*** Entries supplied ***

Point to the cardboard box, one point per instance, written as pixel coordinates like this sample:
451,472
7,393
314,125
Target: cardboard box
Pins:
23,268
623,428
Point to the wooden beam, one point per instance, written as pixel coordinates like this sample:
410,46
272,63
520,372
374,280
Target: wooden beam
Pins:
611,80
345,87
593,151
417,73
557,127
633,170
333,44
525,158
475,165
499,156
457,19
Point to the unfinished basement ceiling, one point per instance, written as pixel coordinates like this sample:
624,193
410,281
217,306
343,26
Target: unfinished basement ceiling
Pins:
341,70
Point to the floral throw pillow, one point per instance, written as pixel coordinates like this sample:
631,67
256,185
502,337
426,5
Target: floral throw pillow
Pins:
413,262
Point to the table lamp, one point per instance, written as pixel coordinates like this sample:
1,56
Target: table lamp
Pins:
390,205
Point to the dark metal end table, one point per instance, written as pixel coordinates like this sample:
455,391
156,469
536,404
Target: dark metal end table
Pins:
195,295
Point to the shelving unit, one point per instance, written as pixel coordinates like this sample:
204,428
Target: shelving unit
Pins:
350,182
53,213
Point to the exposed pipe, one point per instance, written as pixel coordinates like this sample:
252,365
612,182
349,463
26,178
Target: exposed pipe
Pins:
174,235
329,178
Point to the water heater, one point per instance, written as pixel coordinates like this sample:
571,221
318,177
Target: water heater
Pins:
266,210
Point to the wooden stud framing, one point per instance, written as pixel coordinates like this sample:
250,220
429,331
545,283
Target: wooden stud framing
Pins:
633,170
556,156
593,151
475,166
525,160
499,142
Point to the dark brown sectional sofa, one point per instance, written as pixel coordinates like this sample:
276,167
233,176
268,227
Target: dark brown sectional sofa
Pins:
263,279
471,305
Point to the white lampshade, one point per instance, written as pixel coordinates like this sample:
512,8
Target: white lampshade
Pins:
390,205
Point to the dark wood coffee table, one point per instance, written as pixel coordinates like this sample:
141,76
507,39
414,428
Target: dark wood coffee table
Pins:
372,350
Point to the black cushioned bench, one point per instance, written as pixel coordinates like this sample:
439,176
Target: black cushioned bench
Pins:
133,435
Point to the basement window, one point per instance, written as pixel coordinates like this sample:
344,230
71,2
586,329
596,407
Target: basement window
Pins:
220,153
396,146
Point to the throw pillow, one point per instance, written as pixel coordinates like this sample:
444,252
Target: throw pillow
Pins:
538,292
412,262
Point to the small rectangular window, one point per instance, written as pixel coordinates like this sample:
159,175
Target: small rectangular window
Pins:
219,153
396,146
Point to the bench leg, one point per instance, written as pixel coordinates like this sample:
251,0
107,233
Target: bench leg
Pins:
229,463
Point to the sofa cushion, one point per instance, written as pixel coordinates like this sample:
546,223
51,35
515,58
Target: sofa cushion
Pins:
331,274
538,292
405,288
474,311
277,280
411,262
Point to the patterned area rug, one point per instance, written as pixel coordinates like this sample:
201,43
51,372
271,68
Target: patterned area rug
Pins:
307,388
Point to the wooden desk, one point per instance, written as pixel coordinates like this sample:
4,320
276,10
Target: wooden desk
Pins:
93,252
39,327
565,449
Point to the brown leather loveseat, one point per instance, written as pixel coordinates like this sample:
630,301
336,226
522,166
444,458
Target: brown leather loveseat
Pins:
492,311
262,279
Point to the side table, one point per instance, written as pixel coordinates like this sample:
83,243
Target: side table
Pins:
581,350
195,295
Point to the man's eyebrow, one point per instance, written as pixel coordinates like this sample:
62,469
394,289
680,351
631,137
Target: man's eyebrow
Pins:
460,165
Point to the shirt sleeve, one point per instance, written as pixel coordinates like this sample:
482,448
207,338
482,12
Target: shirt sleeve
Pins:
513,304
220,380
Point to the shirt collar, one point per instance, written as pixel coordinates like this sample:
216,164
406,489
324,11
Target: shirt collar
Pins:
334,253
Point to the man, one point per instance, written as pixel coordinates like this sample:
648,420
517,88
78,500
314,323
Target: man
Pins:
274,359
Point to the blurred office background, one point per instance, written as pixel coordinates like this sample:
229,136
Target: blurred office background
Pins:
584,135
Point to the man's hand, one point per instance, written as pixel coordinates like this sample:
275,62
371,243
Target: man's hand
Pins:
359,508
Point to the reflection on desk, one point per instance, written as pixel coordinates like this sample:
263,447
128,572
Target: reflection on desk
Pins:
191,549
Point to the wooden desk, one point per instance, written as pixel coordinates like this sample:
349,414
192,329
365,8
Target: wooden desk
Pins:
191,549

*** End of Entries supplied ***

# Your task:
Copy out each line above, character for character.

# Answer to this exercise:
Point to the cardboard box, one point per instance, written as pixel coordinates like this sample:
451,472
7,393
314,125
Target: cardboard box
Pins:
23,268
623,428
Point to the wooden beam, one point per instance, written as pixel coordinates like this sample:
410,46
272,63
520,372
374,280
Target: wooden beam
Pins:
611,80
345,87
593,151
417,73
557,127
633,170
333,44
525,158
475,165
499,156
457,19
Point to the unfinished basement ceiling, one point per instance, written as pixel coordinates like this sample:
624,193
410,281
217,306
343,26
Target: unfinished basement ceiling
Pins:
341,70
Point to the floral throw pillow, one point per instance, written as pixel coordinates like this sample:
631,67
256,185
502,337
426,5
Target: floral throw pillow
Pins:
413,262
Point to the table lamp, one point per instance, written as pixel coordinates like this sample:
1,56
Target: table lamp
Pins:
390,205
Point to the dark metal end table, one point per instance, written as pixel coordinates like this sample:
455,391
156,469
536,404
Target: dark metal end table
Pins:
195,295
Point to the shelving unit, one point per instance, written as pixel coordinates like this sample:
204,428
Target: shelving unit
Pins:
350,182
53,213
Point to the exposed pipe, one point per instance, written as pixel coordinates like this sample:
252,365
612,182
349,463
26,178
Target: exposed pipe
Pins:
174,235
329,178
Point to the water heater, one point per instance, written as pixel coordinates like this sample:
571,221
318,177
Target: water heater
Pins:
266,210
Point to the wooden stud framing, one point per instance, written as pixel coordinates like this sample:
250,220
429,331
545,283
Target: wooden stud framing
Pins:
633,170
556,156
593,151
475,166
525,160
499,142
Point to the dark brown sectional sofa, one point per instance, written as pixel coordinates like this sample:
276,167
233,176
268,227
Target: dark brown sectional sofa
Pins:
263,279
471,305
Point to the white lampshade, one point per instance, written as pixel coordinates like this sample:
512,8
Target: white lampshade
Pins:
390,205
Point to the dark wood coffee table, one point per instance, written as pixel coordinates like this sample:
141,76
507,39
414,428
Target: dark wood coffee table
Pins:
372,350
Point to the black cushioned bench, one point per instance, written as pixel coordinates like this sample:
439,176
Target: black cushioned bench
Pins:
133,435
Point to the basement window, one point per instance, written as pixel coordinates like this sample:
344,230
71,2
586,329
596,407
Target: basement window
Pins:
220,153
396,146
Point to the throw pillow, one point per instance, written as pixel coordinates like this sample:
444,252
Target: throw pillow
Pins:
538,292
412,262
Point to the small rectangular window, one point per instance, written as pixel coordinates like this sample:
159,175
Target: small rectangular window
Pins:
219,153
396,146
Point to the bench leg, one point per instance, written as pixel coordinates like this sample:
251,0
107,233
Target: bench leg
Pins:
229,463
Point to the sofa cushion, one point per instance, written as pixel coordinates like this sample:
546,223
51,35
515,58
Target: sofa cushion
Pins:
331,274
538,292
405,288
474,311
277,280
411,262
Point to the patterned area rug, one point per instance, written as pixel coordinates like this sample:
201,43
51,372
271,68
Target: patterned area rug
Pins:
307,388
Point to the wooden desk, one point per instance, written as pixel coordinates like this sample:
4,320
276,10
Target: wooden desk
Pins:
93,252
39,327
565,449
Point to the brown leather loveseat, one point per instance, written as pixel coordinates like this sample:
630,301
336,226
522,166
444,458
Target: brown leather loveseat
Pins:
492,311
262,279
Point to the side table, one point per instance, written as pixel coordinates like this sample:
83,243
Target: side table
Pins:
581,350
195,295
Point to the man's eyebrow, one point per instance, written as pixel coordinates like this sample:
62,469
394,289
680,351
631,137
Target: man's eyebrow
Pins:
460,165
Point to the shirt sleeve, one point per instance, written as pixel coordinates like this sample:
482,448
207,338
482,12
Target: shirt sleeve
Pins:
513,304
220,380
Point to the shirt collar, one point per instance, written as pixel coordinates like this sample:
216,164
406,489
324,11
Target: shirt collar
Pins:
334,253
Point to the man, one point per instance, written as pixel coordinates like this sample:
648,420
517,88
78,500
314,323
Target: man
Pins:
274,359
Point to the blurred office background, one point per instance, written as pixel coordinates like this sample:
229,136
Target: blurred office background
Pins:
584,135
Point to the man's hand, one point per instance, written as pixel coordinates like this sample:
275,62
371,243
Target: man's hand
Pins:
359,508
Point to the reflection on desk, one point per instance, written as pixel coordinates like this sample:
263,447
128,572
Target: reflection on desk
Pins:
191,549
Point to the wooden desk, one point per instance, written as pixel coordinates like this sample:
349,414
192,329
365,8
Target: wooden desk
Pins:
191,549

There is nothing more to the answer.